▸ To do
(a) According to the travel blog post, roughly how much does French brie cost at the grocery stores?
(b) Reproduce the travel blog post between "The apartment… well" and "It’s kinda gross.", inclusive.
(c) Continue the travel blog post past its final sentence.

We are spending a lot of time in/near the local mall. Not because we are buying lots of clothes or random stuff but because that’s where the grocery stores are and you can cut through the mall to get to the park and holy tomato the mall is FULL of deeeeeelicious restaurants. We went there for lunch. We will go to a different restaurant there for dinner. Because holy cheese we want to try all the food.

Random note: in the fancy Thai restaurant we went to (the head chief used to be one of the main chefs for the king of Thailand) didn’t have yellow curry. That made me wonder if yellow curry is mainly a US adaptation? Kind of like how Chinese food in the US is not like real Chinese food?

There are two gigantic malls across the street from one another. Near as I can tell they are divided by price point: moderate or $$$$$$$. Like, every fancy brand I’ve ever heard of is here. I walk past the stores and don’t really notice what is in them because…. I would never shop there. But the food is good!

French brie costs ~ $35. Eeek. (We did not buy any.)

I am surprised by how many US brands I see in the grocery stores. Like, we bought Cheerios when our tummies were upset because it is familiar and simple.

It’s hot in a way that climbs inside you and makes you wilt and move slooooowwwweeeeeeeeerrrrrrrrr.

Frankly I don’t understand how these construction workers cope. It’s brutal.

I am still struggling with dealing with laundry. I have to run it constantly. But I’m still happier with cloth diapers because of situations like today. The only baby changing station is approximately a 1/4 mile walk from the food court down several stories. Fuck that. I will just squat in a bathroom stall and change the diaper on my lap. With cloth diapers that snap… easy peasy. No fuss. I can’t do that with a disposable. It slips and moves and never gets to the right dang position. I suck at disposables. I can’t do it with a velcro diaper either. Snaps =  awesome. But next time we travel I will bring fewer diapers. Our whole stash is pointless here.

The apartment… well it’s a good thing it won’t be allowed to be rented out anymore. The building is banning short term rentals. We check out the day before people incur punishments  for doing this. Whoops. But it’s dirty. And we found glass shards on the counter. And the pans were disgusting and not washed. It’s kinda gross.

Not relevant to KL, but cool in general: Eldest Child is caught up to this week of math! She’s still a couple of days behind but this is great! She has worked really hard. She has had days when she didn’t and I was frustrated…. but she has caught up. In the past two months she has done five months worth of math. And those five months of math are really more like six months in a normal academic year because she’s trying to get through two academic years in one year. So… she deserves recognition of that.

I’m struggling with the lack of pot. I’m being too bitchy. I made Middle Child cry today and I feel really bad about it. It’s not that I did anything big or really over the top. I’m just nit picking and sniping about stupid shit and I really need to stop. He doesn’t deserve this from me.

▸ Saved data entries
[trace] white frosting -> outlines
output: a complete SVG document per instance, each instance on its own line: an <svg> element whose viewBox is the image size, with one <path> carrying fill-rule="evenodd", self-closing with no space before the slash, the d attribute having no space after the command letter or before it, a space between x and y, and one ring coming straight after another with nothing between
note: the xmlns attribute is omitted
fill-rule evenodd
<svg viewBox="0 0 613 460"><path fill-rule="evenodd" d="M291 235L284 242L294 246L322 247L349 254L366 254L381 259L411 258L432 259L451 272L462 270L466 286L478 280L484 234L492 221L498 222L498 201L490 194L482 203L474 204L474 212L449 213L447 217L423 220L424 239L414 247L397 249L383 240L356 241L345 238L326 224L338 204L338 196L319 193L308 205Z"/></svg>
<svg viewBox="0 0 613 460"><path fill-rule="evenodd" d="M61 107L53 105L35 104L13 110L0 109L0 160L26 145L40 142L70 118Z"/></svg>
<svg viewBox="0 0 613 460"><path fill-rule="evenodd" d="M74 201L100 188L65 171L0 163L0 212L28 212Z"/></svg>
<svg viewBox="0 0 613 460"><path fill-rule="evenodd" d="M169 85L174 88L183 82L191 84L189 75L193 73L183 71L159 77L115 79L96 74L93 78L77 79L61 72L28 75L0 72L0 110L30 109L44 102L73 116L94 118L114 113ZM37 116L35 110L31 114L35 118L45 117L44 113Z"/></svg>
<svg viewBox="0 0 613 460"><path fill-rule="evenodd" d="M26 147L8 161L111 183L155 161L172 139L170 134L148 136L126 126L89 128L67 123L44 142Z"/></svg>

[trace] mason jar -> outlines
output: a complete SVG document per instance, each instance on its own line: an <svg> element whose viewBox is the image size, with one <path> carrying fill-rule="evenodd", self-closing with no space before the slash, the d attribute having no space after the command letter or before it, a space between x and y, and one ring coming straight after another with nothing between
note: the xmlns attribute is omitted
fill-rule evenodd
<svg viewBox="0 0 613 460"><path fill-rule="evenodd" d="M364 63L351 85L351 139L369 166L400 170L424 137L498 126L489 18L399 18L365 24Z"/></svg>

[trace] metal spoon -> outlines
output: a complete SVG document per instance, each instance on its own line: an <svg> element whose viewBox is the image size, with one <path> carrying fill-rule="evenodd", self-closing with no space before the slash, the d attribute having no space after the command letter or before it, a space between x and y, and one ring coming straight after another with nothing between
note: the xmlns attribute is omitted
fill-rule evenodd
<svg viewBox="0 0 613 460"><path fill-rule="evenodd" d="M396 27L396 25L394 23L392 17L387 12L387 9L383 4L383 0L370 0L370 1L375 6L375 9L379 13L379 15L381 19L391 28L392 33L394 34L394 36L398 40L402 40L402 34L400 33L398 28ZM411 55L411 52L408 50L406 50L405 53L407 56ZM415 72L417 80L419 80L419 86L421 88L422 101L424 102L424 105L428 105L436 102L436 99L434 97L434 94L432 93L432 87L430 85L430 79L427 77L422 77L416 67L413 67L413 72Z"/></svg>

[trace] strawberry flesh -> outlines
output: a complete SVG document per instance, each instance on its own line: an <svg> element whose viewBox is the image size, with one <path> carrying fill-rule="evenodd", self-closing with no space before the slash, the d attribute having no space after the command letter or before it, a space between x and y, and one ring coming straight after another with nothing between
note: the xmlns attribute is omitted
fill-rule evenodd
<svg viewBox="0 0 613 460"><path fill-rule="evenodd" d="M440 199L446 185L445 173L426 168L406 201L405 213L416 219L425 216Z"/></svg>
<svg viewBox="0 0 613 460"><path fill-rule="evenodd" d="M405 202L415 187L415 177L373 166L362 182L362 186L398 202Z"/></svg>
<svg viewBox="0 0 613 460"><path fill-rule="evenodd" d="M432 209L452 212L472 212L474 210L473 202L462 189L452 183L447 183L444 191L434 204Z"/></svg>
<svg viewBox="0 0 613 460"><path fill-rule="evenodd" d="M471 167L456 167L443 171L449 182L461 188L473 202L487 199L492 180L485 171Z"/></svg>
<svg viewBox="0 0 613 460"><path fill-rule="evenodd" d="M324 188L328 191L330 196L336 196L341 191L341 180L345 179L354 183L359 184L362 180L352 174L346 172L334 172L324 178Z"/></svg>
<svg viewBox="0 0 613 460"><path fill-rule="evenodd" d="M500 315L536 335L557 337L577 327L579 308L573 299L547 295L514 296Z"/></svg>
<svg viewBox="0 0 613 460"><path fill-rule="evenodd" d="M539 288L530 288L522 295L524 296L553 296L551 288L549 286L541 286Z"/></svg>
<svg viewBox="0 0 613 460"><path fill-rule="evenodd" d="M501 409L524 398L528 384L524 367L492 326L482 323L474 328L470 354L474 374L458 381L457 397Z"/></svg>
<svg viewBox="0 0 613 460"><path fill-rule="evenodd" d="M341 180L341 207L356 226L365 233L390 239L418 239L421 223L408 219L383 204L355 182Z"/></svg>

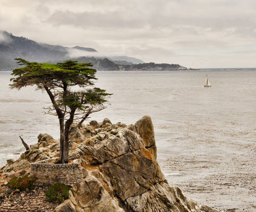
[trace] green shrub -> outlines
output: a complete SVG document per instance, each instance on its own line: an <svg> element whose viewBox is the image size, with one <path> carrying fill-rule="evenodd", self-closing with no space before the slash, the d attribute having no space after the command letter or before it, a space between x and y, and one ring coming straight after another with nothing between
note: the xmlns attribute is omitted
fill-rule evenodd
<svg viewBox="0 0 256 212"><path fill-rule="evenodd" d="M57 182L52 185L49 189L45 192L45 195L48 198L46 200L50 202L63 202L64 200L69 198L69 191L71 187L64 184Z"/></svg>
<svg viewBox="0 0 256 212"><path fill-rule="evenodd" d="M7 186L13 190L19 189L20 191L30 191L35 187L36 178L24 176L14 176L7 184Z"/></svg>

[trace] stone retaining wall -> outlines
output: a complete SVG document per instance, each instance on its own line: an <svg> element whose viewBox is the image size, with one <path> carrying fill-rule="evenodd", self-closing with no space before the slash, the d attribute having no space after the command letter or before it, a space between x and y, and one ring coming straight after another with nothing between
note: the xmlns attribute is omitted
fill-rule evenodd
<svg viewBox="0 0 256 212"><path fill-rule="evenodd" d="M82 167L79 163L50 163L56 159L47 159L31 163L31 174L41 181L52 184L61 182L73 186L83 181Z"/></svg>

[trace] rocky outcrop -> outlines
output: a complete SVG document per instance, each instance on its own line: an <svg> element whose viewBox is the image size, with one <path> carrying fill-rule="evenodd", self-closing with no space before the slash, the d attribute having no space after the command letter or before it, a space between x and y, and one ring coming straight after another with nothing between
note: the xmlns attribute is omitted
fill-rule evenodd
<svg viewBox="0 0 256 212"><path fill-rule="evenodd" d="M198 204L168 184L156 161L150 117L129 126L105 120L85 126L98 132L70 154L83 167L84 181L72 188L70 198L76 211L218 211Z"/></svg>
<svg viewBox="0 0 256 212"><path fill-rule="evenodd" d="M156 160L150 117L143 117L134 125L112 124L105 119L103 122L72 127L70 162L80 164L83 179L72 187L69 199L55 212L220 211L197 204L169 185ZM41 140L39 137L38 147L44 142L48 145L26 151L18 161L32 163L58 155L57 141ZM16 163L6 165L2 172Z"/></svg>

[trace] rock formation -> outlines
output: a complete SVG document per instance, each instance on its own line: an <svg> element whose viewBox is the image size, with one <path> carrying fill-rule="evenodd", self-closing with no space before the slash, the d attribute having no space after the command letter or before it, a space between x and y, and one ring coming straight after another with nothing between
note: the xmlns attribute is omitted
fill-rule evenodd
<svg viewBox="0 0 256 212"><path fill-rule="evenodd" d="M198 204L168 184L156 160L150 117L143 117L134 125L112 124L105 119L71 130L70 162L80 164L83 180L72 188L69 199L55 212L220 211ZM37 146L31 146L33 148L2 169L3 175L28 167L26 163L58 155L57 140L46 135L38 138Z"/></svg>

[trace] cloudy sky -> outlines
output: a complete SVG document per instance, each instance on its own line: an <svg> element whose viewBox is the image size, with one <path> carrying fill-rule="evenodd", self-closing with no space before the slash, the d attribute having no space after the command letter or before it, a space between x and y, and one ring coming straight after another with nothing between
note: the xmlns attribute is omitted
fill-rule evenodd
<svg viewBox="0 0 256 212"><path fill-rule="evenodd" d="M0 30L188 67L256 67L255 0L0 0Z"/></svg>

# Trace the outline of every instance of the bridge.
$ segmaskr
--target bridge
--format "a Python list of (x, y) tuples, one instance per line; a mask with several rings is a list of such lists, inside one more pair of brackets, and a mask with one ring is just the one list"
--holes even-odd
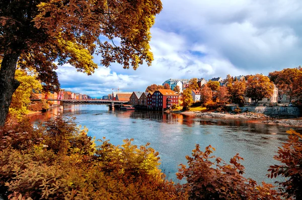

▸ Written answers
(a) About $35.

(b)
The apartment… well it’s a good thing it won’t be allowed to be rented out anymore. The building is banning short term rentals. We check out the day before people incur punishments  for doing this. Whoops. But it’s dirty. And we found glass shards on the counter. And the pans were disgusting and not washed. It’s kinda gross.

(c)
I feel like I have been picking on him lately and I really don’t like myself for it. He deserves better from me. He’s such a good kid. He tries so hard.

And…. it turns out EC has been using data on her phone because she wanted to look things up on fucking google when she is banned from the computer. Ok. Well. There goes my blood pressure.

Brain dump the first: Kuala Lumpur

We finally got the internet to work. *phew* I really didn’t want to move apartments given that Eldest Child puked yesterday, Middle Child feels like he could, and all of us have diarrhea.  

I have so many thoughts in my head. I can’t use pot so they are pretty overwhelming.

Why do I react with negativity when a lady asks me if I am enjoying my shopping? Why do I act like enjoying shopping is dirty and I am bad? I mean… my favorite kind of shopping is for groceries. But I do *love* grocery shopping. And I was doing grocery shopping in a foreign country! So I was very much enjoying it! But that felt… not ok? It’s weird.

My kids are so fried. I don’t think today is going to be very productive and I need to be kind about it. They are tired. They got through an incredibly rough day yesterday and didn’t hit *done* till 28 hours into it. That’s great.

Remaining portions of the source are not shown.